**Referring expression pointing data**
++++++++

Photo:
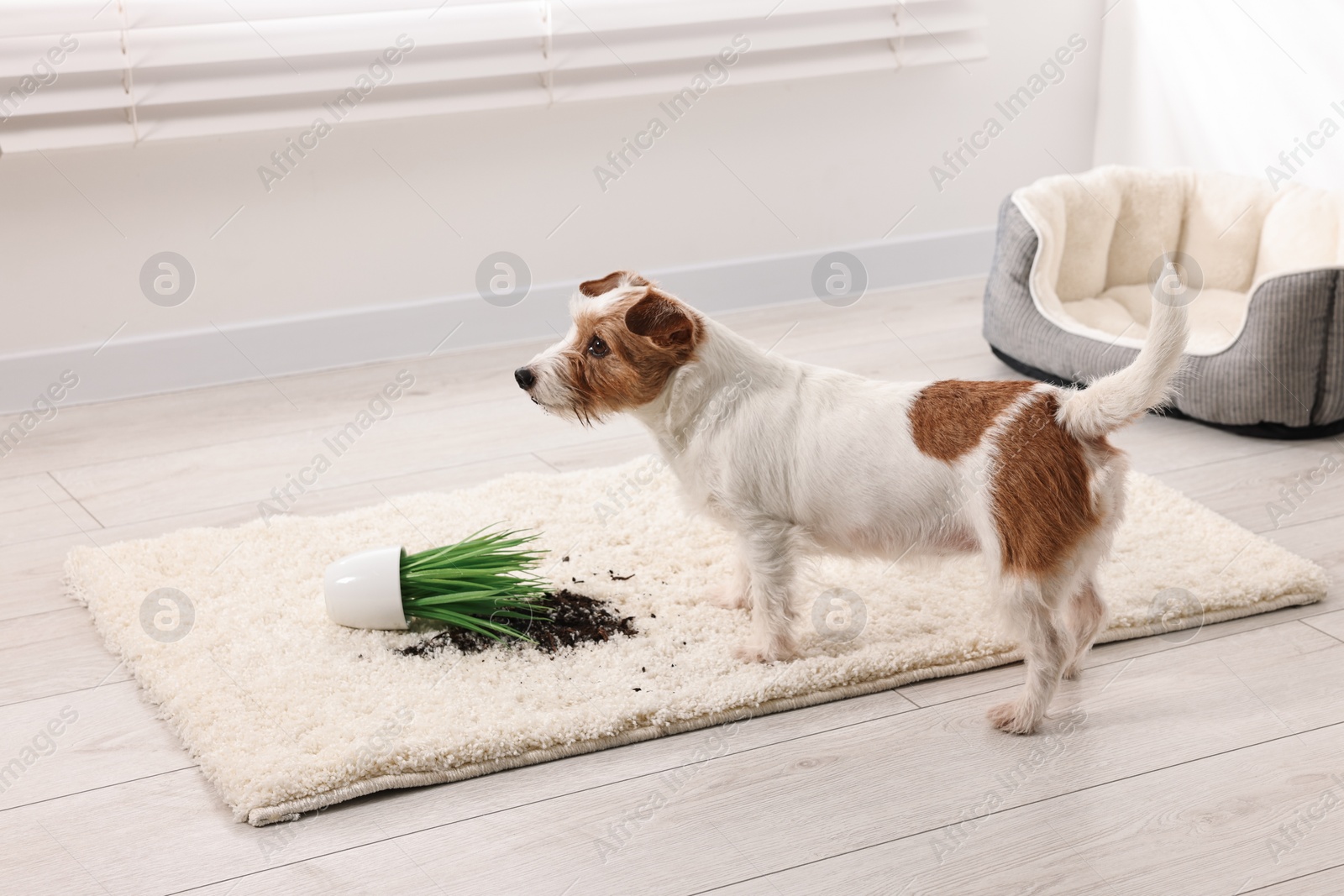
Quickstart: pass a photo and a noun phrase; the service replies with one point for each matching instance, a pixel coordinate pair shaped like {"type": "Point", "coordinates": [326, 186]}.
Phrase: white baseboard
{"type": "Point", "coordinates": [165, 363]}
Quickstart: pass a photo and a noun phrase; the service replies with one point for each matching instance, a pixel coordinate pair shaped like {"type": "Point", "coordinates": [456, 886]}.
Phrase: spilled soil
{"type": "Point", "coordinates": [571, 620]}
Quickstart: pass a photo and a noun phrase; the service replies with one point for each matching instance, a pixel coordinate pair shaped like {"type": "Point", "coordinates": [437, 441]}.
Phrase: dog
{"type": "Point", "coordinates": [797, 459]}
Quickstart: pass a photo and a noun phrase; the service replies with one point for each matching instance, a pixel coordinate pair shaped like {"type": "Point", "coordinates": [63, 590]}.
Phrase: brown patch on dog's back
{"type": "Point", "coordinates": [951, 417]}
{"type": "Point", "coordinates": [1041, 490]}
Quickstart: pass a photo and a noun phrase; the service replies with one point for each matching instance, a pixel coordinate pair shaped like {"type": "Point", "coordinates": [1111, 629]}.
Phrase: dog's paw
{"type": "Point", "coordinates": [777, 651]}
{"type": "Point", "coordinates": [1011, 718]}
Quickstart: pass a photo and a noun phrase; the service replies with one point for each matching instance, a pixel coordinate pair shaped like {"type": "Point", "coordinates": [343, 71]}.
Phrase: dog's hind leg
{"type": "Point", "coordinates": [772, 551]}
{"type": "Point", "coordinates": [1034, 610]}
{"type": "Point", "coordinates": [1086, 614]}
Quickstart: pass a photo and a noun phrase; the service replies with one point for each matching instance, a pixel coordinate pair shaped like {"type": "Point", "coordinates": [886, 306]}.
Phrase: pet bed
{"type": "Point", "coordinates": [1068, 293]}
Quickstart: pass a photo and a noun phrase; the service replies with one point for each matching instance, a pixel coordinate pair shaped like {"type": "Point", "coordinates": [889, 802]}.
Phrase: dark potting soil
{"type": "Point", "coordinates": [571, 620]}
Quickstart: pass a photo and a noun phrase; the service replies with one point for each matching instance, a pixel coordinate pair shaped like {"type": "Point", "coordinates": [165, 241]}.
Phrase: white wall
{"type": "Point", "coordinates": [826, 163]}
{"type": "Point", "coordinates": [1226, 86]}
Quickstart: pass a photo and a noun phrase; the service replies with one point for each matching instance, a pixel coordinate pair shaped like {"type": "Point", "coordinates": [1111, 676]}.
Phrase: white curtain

++++++++

**TASK INSTRUCTIONS**
Your job is to repeat every entry exactly, keeping all pictures out of the copy.

**RESULT OF THE EXERCISE**
Photo:
Quickstart: pass a photo and a noun phrase; the service replies with one point for each matching instance, a pixel coordinate pair shaped like {"type": "Point", "coordinates": [326, 186]}.
Phrase: white baseboard
{"type": "Point", "coordinates": [165, 363]}
Quickstart: pass a photo and a noun phrase; the service replies with one point for each matching instance, a pixel coordinate pair shaped like {"type": "Point", "coordinates": [456, 886]}.
Phrase: spilled soil
{"type": "Point", "coordinates": [571, 620]}
Quickstart: pass a photo and a noun phrase; the service replies with one point for each matching instance, a pixel coordinate pair shaped like {"type": "Point", "coordinates": [437, 441]}.
Phrase: dog
{"type": "Point", "coordinates": [797, 459]}
Quickstart: pass a photo and a noun phrase; the service replies with one point for each matching instance, a pixel coordinate pair shaped like {"type": "Point", "coordinates": [63, 590]}.
Phrase: brown patch on dog's back
{"type": "Point", "coordinates": [951, 417]}
{"type": "Point", "coordinates": [1041, 490]}
Quickstart: pass a photo and a noun phrase; the service replies with one point for each matching instance, a pixel coordinate pair shaped like {"type": "Point", "coordinates": [1111, 629]}.
Phrase: dog's paw
{"type": "Point", "coordinates": [777, 651]}
{"type": "Point", "coordinates": [1011, 718]}
Quickstart: pass a photo and a noun phrase; the service replies with one point for each matching instance, a pixel coordinate pair shaped like {"type": "Point", "coordinates": [343, 71]}.
Phrase: dog's hind leg
{"type": "Point", "coordinates": [772, 551]}
{"type": "Point", "coordinates": [1034, 610]}
{"type": "Point", "coordinates": [1086, 614]}
Quickstart: pass a photo and a noun phrase; the service replies with one point for each matching instance, a pixel coordinate pair shaped like {"type": "Point", "coordinates": [886, 306]}.
Phrase: pet bed
{"type": "Point", "coordinates": [1068, 293]}
Quickstart: pass a photo and a noun phrase; the service replies with one point for each matching instance, a pixel coordinate pair shaped like {"type": "Point", "coordinates": [889, 802]}.
Phrase: dark potting soil
{"type": "Point", "coordinates": [571, 620]}
Quickstart: pass a photo and a noun phrase; the service replies with one point for each matching instance, a pixel coordinate pair shaped like {"type": "Point", "coordinates": [165, 241]}.
Phrase: white wall
{"type": "Point", "coordinates": [826, 163]}
{"type": "Point", "coordinates": [1226, 86]}
Quickstart: pass a photo and a noun phrase; the service replies with one point for each matching instance, a pixel coordinate pair shaped like {"type": "Point", "coordinates": [1111, 676]}.
Phrase: white curtain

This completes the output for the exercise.